> **What you will do**
• A. From the passage on the HDF5Matrix interface, list every function call that is written with parentheses.
• B. Reproduce the passage on the HDF5Matrix interface from "The recommended user-facing" up to and including "R matrix workflows.".

Start of Text section

The recommended user-facing interface is based on `HDF5Matrix` objects
and standard R generics. Thus, HDF5-backed matrices can be manipulated
using calls such as `dim()`, `[`, `%*%`, `crossprod()`, `scale()`,
`cor()`, `svd()`, `qr()`, and `prcomp()`.

Internally, `BigDataStatMeth` uses an R6 and C++ backend. Advanced users
may interact with lower-level interfaces when needed, but this vignette
focuses on the S3 interface because it allows code to remain close to
ordinary R matrix workflows.

The following table summarizes the main user-facing functionality
available for `HDF5Matrix` objects. It is not an exhaustive list of all
exported functions; rather, it highlights the standard R-style methods
and high-level helpers used throughout this vignette. Additional
domain-specific, lower-level, and compatibility functions are documented
in their corresponding help pages.

End of Text section
Start of Given records

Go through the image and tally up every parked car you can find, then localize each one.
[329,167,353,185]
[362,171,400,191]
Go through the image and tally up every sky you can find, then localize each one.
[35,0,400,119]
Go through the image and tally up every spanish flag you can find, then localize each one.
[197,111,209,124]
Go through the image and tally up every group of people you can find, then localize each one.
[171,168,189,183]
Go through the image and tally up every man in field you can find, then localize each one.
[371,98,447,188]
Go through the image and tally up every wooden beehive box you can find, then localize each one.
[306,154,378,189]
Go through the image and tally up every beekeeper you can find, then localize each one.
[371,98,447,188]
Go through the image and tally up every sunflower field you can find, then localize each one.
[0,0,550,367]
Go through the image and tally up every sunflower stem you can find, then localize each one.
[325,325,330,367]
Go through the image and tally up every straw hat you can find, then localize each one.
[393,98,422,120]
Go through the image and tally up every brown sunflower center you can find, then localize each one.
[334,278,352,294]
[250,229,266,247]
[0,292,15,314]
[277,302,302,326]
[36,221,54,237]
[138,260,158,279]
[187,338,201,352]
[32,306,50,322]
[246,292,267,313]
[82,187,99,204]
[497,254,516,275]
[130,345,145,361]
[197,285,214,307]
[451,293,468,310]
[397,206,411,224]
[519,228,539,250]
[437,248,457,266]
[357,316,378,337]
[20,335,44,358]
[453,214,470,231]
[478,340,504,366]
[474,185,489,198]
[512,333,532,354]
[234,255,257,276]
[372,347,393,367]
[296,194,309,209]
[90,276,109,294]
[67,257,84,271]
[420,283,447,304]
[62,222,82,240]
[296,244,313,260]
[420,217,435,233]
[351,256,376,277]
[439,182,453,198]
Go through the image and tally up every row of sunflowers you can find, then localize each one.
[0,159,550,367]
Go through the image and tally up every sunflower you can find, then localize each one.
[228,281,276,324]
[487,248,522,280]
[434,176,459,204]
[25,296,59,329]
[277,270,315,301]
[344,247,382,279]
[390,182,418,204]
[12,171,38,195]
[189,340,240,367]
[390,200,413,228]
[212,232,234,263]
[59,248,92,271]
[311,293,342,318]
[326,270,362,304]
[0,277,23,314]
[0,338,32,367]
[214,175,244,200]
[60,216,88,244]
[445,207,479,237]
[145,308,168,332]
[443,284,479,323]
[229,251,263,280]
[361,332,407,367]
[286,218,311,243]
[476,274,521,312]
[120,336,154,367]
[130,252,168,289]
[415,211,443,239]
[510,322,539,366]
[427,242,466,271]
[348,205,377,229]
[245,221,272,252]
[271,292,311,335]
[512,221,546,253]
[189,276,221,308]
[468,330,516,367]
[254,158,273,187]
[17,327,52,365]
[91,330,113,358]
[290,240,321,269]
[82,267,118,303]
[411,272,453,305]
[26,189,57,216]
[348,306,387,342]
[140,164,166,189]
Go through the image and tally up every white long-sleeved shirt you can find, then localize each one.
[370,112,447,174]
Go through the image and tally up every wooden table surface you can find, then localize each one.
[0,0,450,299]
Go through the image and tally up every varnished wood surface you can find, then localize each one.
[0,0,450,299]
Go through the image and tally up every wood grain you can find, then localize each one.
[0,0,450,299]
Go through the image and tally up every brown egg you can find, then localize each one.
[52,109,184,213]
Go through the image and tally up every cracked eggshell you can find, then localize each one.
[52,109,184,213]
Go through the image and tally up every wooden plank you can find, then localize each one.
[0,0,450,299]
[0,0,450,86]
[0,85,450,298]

End of Given records

> **Results for each task**
• A. dim(), crossprod(), scale(), cor(), svd(), qr(), prcomp()

• B.
The recommended user-facing interface is based on `HDF5Matrix` objects
and standard R generics. Thus, HDF5-backed matrices can be manipulated
using calls such as `dim()`, `[`, `%*%`, `crossprod()`, `scale()`,
`cor()`, `svd()`, `qr()`, and `prcomp()`.

Internally, `BigDataStatMeth` uses an R6 and C++ backend. Advanced users
may interact with lower-level interfaces when needed, but this vignette
focuses on the S3 interface because it allows code to remain close to
ordinary R matrix workflows.